*Excerpt provided*:
Begin
For prices ranging from the merely slap-in-the-face extravagant to the “this is why Archduke Ferdinand was assassinated”-range — the fullest conceivable spectrum of made-to-order sartorial tastes is made to please the full gamut of gentlemen; from the conservative Captain of Industry to the garish Moscow Whore-Puncher, and all the eunuch tech billionaires, Yale Legacy nepotists, war profiteers, and Engleberts Humperdinck in-between.

My hunt for men’s custom excellence, Vegas-style, began at the Loro Piana boutique in the Encore Esplanade, which, I was informed, is a big hit among the private jet crowd. Loro Piano will be happy to custom upholster your sky-yacht and decorate it with other nifty comforts such as the “Plaid Zibellino,” a $90K Russian sable/cashmere blanket, which could come in quite handy if your pilot ejected you into the arctic circle.
End
*Directions*:
**a.** In the excerpt on custom menswear in Las Vegas, where did the hunt for men's custom excellence begin?
**b.** Return the part of the menswear excerpt from "My hunt for" to "the arctic circle.".

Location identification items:
Begin
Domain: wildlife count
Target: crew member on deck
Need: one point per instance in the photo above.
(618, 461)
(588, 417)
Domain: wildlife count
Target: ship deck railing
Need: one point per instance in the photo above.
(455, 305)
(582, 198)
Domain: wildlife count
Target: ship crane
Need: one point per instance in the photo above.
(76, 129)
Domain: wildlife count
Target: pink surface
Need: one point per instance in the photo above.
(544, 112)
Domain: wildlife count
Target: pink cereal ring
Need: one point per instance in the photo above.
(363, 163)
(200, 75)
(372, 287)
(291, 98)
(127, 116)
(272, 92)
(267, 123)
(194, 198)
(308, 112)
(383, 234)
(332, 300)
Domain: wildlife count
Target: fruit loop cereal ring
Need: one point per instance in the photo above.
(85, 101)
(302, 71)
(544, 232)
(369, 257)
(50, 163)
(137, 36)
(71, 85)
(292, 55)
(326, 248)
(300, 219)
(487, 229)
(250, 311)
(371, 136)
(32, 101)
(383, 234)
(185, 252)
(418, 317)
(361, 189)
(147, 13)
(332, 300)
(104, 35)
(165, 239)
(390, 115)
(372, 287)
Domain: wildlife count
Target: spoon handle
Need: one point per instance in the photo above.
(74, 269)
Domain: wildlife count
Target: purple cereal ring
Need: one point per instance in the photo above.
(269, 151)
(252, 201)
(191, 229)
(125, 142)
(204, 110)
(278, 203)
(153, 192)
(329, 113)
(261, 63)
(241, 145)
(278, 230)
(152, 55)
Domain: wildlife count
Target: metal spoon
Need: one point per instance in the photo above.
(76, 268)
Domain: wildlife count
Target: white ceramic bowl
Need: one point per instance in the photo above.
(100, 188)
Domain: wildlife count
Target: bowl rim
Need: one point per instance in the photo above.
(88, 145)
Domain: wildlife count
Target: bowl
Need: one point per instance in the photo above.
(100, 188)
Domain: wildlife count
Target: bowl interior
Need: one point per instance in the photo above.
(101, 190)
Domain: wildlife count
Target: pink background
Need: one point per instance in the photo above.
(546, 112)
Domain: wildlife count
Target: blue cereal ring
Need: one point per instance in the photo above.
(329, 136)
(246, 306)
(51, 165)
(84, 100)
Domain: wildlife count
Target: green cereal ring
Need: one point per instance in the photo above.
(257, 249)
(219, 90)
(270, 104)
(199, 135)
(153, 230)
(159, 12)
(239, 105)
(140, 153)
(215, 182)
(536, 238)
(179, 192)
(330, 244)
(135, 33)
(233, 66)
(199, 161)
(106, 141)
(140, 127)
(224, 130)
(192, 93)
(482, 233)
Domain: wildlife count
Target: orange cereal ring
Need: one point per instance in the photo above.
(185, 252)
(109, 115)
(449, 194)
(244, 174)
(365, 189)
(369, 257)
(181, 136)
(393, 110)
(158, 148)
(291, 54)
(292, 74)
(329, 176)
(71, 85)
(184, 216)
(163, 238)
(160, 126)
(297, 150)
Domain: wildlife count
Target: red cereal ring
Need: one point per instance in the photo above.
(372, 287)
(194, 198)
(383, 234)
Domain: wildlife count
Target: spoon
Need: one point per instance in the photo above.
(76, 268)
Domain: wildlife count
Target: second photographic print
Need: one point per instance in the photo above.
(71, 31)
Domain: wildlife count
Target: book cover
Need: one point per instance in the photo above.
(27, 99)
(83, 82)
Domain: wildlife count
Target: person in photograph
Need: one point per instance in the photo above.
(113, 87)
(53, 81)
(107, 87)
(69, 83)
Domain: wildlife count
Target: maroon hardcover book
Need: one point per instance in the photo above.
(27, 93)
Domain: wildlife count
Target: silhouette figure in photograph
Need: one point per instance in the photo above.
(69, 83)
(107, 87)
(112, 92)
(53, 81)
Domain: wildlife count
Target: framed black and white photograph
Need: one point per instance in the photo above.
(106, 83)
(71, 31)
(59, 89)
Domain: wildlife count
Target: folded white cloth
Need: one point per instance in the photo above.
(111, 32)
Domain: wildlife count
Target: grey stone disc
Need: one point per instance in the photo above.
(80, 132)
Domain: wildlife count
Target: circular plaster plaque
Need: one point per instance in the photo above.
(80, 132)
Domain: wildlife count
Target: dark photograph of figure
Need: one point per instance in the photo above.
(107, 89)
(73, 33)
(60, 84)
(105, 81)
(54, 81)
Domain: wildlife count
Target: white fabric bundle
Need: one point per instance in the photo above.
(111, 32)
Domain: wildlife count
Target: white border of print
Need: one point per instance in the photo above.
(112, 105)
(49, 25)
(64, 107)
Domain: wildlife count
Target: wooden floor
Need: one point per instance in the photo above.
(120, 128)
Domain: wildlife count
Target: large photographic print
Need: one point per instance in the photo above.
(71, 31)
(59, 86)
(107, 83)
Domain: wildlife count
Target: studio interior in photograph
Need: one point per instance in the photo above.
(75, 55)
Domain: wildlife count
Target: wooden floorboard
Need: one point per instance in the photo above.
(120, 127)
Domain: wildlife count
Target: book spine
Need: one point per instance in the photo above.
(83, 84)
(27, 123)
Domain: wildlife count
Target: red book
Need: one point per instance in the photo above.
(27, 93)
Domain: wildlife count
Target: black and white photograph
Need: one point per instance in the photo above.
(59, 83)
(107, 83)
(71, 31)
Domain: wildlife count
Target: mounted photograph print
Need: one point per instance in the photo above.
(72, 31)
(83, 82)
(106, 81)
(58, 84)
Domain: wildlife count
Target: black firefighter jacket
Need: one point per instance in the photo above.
End
*Task responses*:
**a.** At the Loro Piana boutique in the Encore Esplanade.

**b.**
My hunt for men’s custom excellence, Vegas-style, began at the Loro Piana boutique in the Encore Esplanade, which, I was informed, is a big hit among the private jet crowd. Loro Piano will be happy to custom upholster your sky-yacht and decorate it with other nifty comforts such as the “Plaid Zibellino,” a $90K Russian sable/cashmere blanket, which could come in quite handy if your pilot ejected you into the arctic circle.